→ **取り組む課題**:
1) 依存症克服についての文章をもとに、次の問いに答えよ。
(a) 依存行為では本当に埋めることができないとされているものは何か。
(b) 「時間」や「お金」を記録する方法が特に有効とされるのは、どのような依存の場合か。
(c) ギャンブル依存症の場合、使う金額についてどうするとされているか。
2) 依存症克服についての文章を、最後の文の後から書き進めよ。

→ **分析用文章**:
========================

そして、それはあなただけでなく、周りの大切な人々をも巻き込み、苦しめることになります。
その依存行為で、心の奥底にある寂しさや空虚感を本当に埋めることはできません。別の、より建設的で、健康的な方法を見つけていくことが大切です。
カウンセリングなどを通して、ご自身の寂しさや空虚感の正体を確認し、自分自身のことをより深く知り、弱さも含めて受け入れることができれば、依存対象への渇望は自然と減り、改善へと向かっていくでしょう。
依存症克服のために、記録することも有効な手段
依存症の中でも、特にギャンブルや買い物、インターネットといったプロセス依存(行為依存)の場合、その依存対象に費やした「時間」や「お金」などを、具体的に記録し、客観的に把握することも有効な方法です。
例えば、ギャンブル依存症であれば、使う金額の上限を決め、徐々に減らしていく。あるいは、儲かっても「つまらない」と感じる程度の少額でしか遊ばないようにするなど、具体的なルールを設けることも必要です。
また、依存行動を引き起こしやすい環境に、身を置かないような工夫も重要です。

========================

→ **提供データ**:
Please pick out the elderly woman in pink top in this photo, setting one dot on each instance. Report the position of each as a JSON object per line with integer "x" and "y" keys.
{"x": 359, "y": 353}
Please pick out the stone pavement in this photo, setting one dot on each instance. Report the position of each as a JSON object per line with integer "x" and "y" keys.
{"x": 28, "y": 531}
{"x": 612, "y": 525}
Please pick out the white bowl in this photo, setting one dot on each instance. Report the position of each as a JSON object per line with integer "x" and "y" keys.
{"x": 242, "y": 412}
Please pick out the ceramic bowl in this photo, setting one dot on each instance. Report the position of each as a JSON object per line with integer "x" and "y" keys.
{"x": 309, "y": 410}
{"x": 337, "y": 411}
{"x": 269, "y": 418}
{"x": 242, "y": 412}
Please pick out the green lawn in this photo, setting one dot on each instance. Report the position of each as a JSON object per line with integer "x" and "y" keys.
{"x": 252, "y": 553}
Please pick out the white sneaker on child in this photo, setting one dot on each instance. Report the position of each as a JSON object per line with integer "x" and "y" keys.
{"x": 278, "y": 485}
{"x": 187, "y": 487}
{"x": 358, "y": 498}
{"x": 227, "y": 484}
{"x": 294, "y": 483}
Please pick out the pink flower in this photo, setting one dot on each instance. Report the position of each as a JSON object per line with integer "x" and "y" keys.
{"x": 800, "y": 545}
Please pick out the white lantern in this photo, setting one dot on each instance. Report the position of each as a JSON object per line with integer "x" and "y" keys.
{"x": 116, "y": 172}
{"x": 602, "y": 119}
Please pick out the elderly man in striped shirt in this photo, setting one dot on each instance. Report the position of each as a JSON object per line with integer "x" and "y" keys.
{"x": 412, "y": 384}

========================

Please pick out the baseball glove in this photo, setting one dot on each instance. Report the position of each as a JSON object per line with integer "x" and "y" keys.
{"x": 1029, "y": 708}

========================

→ **記述解答**:
1)
(a) 心の奥底にある寂しさや空虚感
(b) ギャンブルや買い物、インターネットといったプロセス依存(行為依存)の場合
(c) 上限を決め、徐々に減らしていく

2)
例えば、ギャンブル仲間など、周りに同じような依存傾向のある人がいると、どうしても流されてしまいがちです。できれば、依存症からの回復を目指している仲間と交流したり、回復につながるような行動(自助グループへの参加、カウンセリングなど)を積極的に起こしたりするようにしましょう。
何よりもまず、ご自身が「治そう」と決意するところから始めることが必要です。
家族や子どもが、あなたの依存行動によって悲しんでいる、苦しんでいる姿を見るのは、あなたにとってもつらいことではないでしょうか?
周りの人の気持ちも考え、自分の行動を見直すことが求められます。
周りがどんなに困っていても、その依存行為をやめられないのであれば、それは完全に依存症に陥っている証拠であり、決して放置してはいけません。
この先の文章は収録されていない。